+++ Records to use +++

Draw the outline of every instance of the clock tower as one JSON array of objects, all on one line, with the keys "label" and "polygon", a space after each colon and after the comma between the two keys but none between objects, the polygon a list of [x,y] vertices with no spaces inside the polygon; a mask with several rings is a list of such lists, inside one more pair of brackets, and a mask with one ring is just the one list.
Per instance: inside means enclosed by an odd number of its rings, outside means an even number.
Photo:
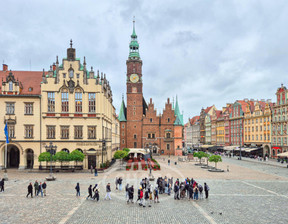
[{"label": "clock tower", "polygon": [[129,44],[127,65],[127,147],[142,147],[143,83],[142,60],[133,21],[133,33]]}]

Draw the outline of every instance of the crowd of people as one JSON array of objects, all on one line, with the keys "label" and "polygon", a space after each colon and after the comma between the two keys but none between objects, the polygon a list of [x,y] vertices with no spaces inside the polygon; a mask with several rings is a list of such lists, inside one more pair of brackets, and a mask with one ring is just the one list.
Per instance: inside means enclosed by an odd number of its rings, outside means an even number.
[{"label": "crowd of people", "polygon": [[[33,198],[33,185],[32,185],[32,183],[29,183],[27,188],[28,188],[28,193],[27,193],[26,197],[28,198],[28,196],[30,195],[31,198]],[[34,183],[34,195],[36,197],[38,197],[39,193],[40,193],[41,197],[46,196],[46,188],[47,188],[47,184],[45,181],[43,183],[42,182],[38,183],[38,181],[36,180]]]},{"label": "crowd of people", "polygon": [[[115,190],[122,191],[122,182],[123,179],[121,177],[116,177],[115,179]],[[77,183],[76,187],[76,196],[80,196],[80,185]],[[159,203],[159,194],[167,194],[168,196],[171,195],[172,190],[174,191],[174,199],[181,200],[187,198],[188,200],[203,200],[204,194],[205,198],[207,199],[209,196],[209,186],[204,183],[202,186],[193,178],[189,179],[188,177],[180,182],[179,179],[173,181],[172,178],[167,178],[166,176],[159,177],[156,180],[156,186],[150,183],[149,178],[143,178],[137,189],[137,200],[135,203],[138,203],[139,206],[142,207],[151,207],[153,203]],[[94,192],[94,195],[93,195]],[[129,185],[129,183],[125,186],[125,200],[127,204],[134,203],[134,186]],[[92,188],[92,185],[88,187],[88,196],[86,199],[97,200],[99,201],[100,198],[100,191],[97,184]],[[106,185],[106,195],[104,200],[109,199],[111,200],[111,184],[108,183]],[[135,198],[136,199],[136,198]]]}]

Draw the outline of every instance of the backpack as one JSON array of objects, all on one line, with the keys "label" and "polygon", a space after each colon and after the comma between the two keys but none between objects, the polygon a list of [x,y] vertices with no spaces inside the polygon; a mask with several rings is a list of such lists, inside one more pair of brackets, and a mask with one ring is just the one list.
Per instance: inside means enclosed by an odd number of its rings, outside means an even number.
[{"label": "backpack", "polygon": [[199,186],[199,191],[200,191],[200,192],[203,191],[203,187],[202,187],[202,185]]},{"label": "backpack", "polygon": [[208,185],[206,185],[207,186],[207,191],[210,191],[210,188],[209,188],[209,186]]}]

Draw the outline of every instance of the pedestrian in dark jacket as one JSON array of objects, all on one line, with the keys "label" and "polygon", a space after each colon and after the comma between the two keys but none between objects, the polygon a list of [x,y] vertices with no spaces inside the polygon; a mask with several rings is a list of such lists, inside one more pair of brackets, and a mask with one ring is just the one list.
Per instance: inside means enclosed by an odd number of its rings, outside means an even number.
[{"label": "pedestrian in dark jacket", "polygon": [[134,203],[133,202],[133,198],[134,198],[134,187],[133,187],[133,185],[128,188],[128,195],[129,195],[129,199],[128,199],[127,203],[129,203],[129,201]]},{"label": "pedestrian in dark jacket", "polygon": [[206,183],[204,183],[205,198],[208,198],[209,190],[210,190],[209,186]]},{"label": "pedestrian in dark jacket", "polygon": [[88,188],[88,196],[87,196],[86,200],[88,200],[88,198],[91,198],[91,199],[93,198],[92,197],[92,185],[90,185]]},{"label": "pedestrian in dark jacket", "polygon": [[35,183],[34,183],[34,194],[35,194],[35,196],[37,196],[38,195],[38,190],[39,190],[39,184],[38,184],[38,182],[37,182],[37,180],[35,181]]},{"label": "pedestrian in dark jacket", "polygon": [[189,193],[189,199],[192,199],[193,200],[193,186],[192,184],[189,184],[189,187],[188,187],[188,193]]},{"label": "pedestrian in dark jacket", "polygon": [[2,178],[2,180],[0,181],[0,192],[4,192],[4,182],[5,182],[5,180],[4,180],[4,178]]},{"label": "pedestrian in dark jacket", "polygon": [[26,198],[31,194],[31,198],[33,198],[33,186],[32,183],[28,185],[28,194],[26,195]]},{"label": "pedestrian in dark jacket", "polygon": [[100,198],[100,193],[99,193],[99,189],[96,187],[95,190],[94,190],[94,200],[96,199],[97,201],[99,201],[99,198]]},{"label": "pedestrian in dark jacket", "polygon": [[76,196],[80,197],[80,185],[79,185],[79,183],[77,183],[75,190],[76,190]]},{"label": "pedestrian in dark jacket", "polygon": [[42,189],[43,189],[43,194],[44,194],[44,196],[46,196],[46,188],[47,188],[47,184],[46,184],[46,182],[44,182],[44,183],[42,184]]},{"label": "pedestrian in dark jacket", "polygon": [[110,183],[108,183],[106,186],[106,195],[105,195],[104,200],[106,200],[107,197],[109,198],[109,200],[111,200],[110,194],[111,194],[111,186],[110,186]]},{"label": "pedestrian in dark jacket", "polygon": [[176,200],[176,199],[178,199],[178,200],[180,200],[180,198],[179,198],[179,186],[178,186],[178,184],[175,184],[174,185],[174,199]]}]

+++

## Exercise prompt
Transcribe all the lines above exactly; any image among them is skipped.

## Problem solution
Draw the outline of every instance of the clock tower as one JSON array of objects, all on one line, with the keys "label" and "polygon", a space after each colon and after the comma between the two keys but none between objects, the polygon a list of [x,y] vertices with no spaces inside the polygon; a mask with several rings is a list of such lists, inside one more pair of brackets, and a mask with one ring is just the one list.
Per instance: inside means enclosed by an odd number of its rings, outside means an even number.
Photo:
[{"label": "clock tower", "polygon": [[129,44],[127,65],[127,147],[142,147],[143,83],[142,60],[133,21],[133,33]]}]

Draw the outline of every instance of the crowd of people as one JSON array of objects, all on one line, with the keys "label" and "polygon", a space after each colon and after the comma between the two keys but none between objects, the polygon a list of [x,y] vertices with no spaces inside the polygon; a mask with several rings is a list of such lists, inside one more pair of brackets, and a mask with one ring is just the one list.
Per instance: inside means enclosed by an odd number of its rings, outside means an even number.
[{"label": "crowd of people", "polygon": [[[33,198],[33,185],[32,185],[32,183],[29,183],[27,188],[28,188],[28,193],[27,193],[26,197],[28,198],[28,196],[30,195],[31,198]],[[34,183],[34,195],[36,197],[38,197],[39,193],[40,193],[41,197],[46,196],[46,188],[47,188],[47,184],[45,181],[43,183],[42,182],[38,183],[38,181],[36,180]]]},{"label": "crowd of people", "polygon": [[[115,190],[122,191],[122,182],[123,179],[121,177],[116,177],[115,179]],[[77,183],[76,187],[76,196],[80,196],[80,185]],[[159,203],[159,194],[167,194],[168,196],[171,195],[172,190],[174,191],[174,199],[181,200],[187,198],[188,200],[203,200],[204,194],[205,198],[207,199],[209,196],[209,186],[204,183],[202,186],[193,178],[189,179],[188,177],[180,182],[179,179],[173,181],[172,178],[167,178],[166,176],[159,177],[156,180],[156,186],[150,183],[149,178],[143,178],[137,189],[137,200],[135,203],[138,203],[139,206],[142,207],[151,207],[153,203]],[[94,192],[94,195],[93,195]],[[129,185],[129,183],[125,186],[125,200],[127,204],[134,203],[134,186]],[[92,188],[92,185],[88,187],[88,196],[86,199],[97,200],[99,201],[100,198],[100,191],[97,184]],[[106,185],[106,195],[104,200],[109,199],[111,200],[111,184],[108,183]],[[135,198],[136,199],[136,198]]]}]

Draw the outline of every instance of the backpack as one JSON array of objects, all on one line, with the keys "label" and "polygon", a space after each colon and after the comma between the two keys but none between objects, the polygon a list of [x,y] vertices with no spaces inside the polygon; a mask with several rings is a list of such lists, inside one more pair of brackets, and a mask with one ring is just the one list.
Per instance: inside means enclosed by an odd number of its rings, outside means an even number.
[{"label": "backpack", "polygon": [[199,186],[199,191],[200,191],[200,192],[203,191],[203,187],[202,187],[202,185]]},{"label": "backpack", "polygon": [[208,185],[206,185],[207,186],[207,191],[210,191],[210,188],[209,188],[209,186]]}]

Draw the outline of every instance of the pedestrian in dark jacket as one JSON array of objects, all on one line, with the keys "label" and "polygon", a space after each colon and after the comma between the two keys but none between objects, the polygon a list of [x,y] vertices with no spaces inside the polygon; a mask with several rings is a list of such lists, inside one more pair of brackets, and a mask with one ring is just the one list.
Per instance: inside means enclosed by an odd number of its rings, outside means an even number.
[{"label": "pedestrian in dark jacket", "polygon": [[134,203],[133,202],[133,198],[134,198],[134,187],[133,187],[133,185],[128,188],[128,195],[129,195],[129,199],[128,199],[127,203],[129,203],[129,201]]},{"label": "pedestrian in dark jacket", "polygon": [[206,183],[204,183],[205,198],[208,198],[209,190],[210,190],[209,186]]},{"label": "pedestrian in dark jacket", "polygon": [[88,188],[88,196],[87,196],[86,200],[88,200],[88,198],[91,198],[91,199],[93,198],[92,197],[92,185],[90,185]]},{"label": "pedestrian in dark jacket", "polygon": [[35,183],[34,183],[34,194],[35,194],[35,196],[37,196],[38,195],[38,190],[39,190],[39,184],[38,184],[38,182],[37,182],[37,180],[35,181]]},{"label": "pedestrian in dark jacket", "polygon": [[189,193],[189,199],[192,199],[193,200],[193,186],[192,184],[189,184],[189,187],[188,187],[188,193]]},{"label": "pedestrian in dark jacket", "polygon": [[2,178],[2,180],[0,181],[0,192],[4,192],[4,182],[5,182],[5,180],[4,180],[4,178]]},{"label": "pedestrian in dark jacket", "polygon": [[26,198],[31,194],[31,198],[33,198],[33,186],[32,183],[28,185],[28,194],[26,195]]},{"label": "pedestrian in dark jacket", "polygon": [[100,198],[100,193],[99,193],[99,189],[96,187],[95,190],[94,190],[94,200],[96,199],[97,201],[99,201],[99,198]]},{"label": "pedestrian in dark jacket", "polygon": [[76,196],[80,197],[80,185],[79,185],[79,183],[77,183],[75,190],[76,190]]},{"label": "pedestrian in dark jacket", "polygon": [[42,189],[43,189],[43,194],[44,194],[44,196],[46,196],[46,188],[47,188],[47,184],[46,184],[46,182],[44,182],[44,183],[42,184]]},{"label": "pedestrian in dark jacket", "polygon": [[110,183],[108,183],[106,186],[106,195],[105,195],[104,200],[106,200],[107,197],[109,198],[109,200],[111,200],[110,194],[111,194],[111,186],[110,186]]},{"label": "pedestrian in dark jacket", "polygon": [[176,200],[176,199],[178,199],[178,200],[180,200],[180,198],[179,198],[179,186],[178,186],[178,184],[175,184],[174,185],[174,199]]}]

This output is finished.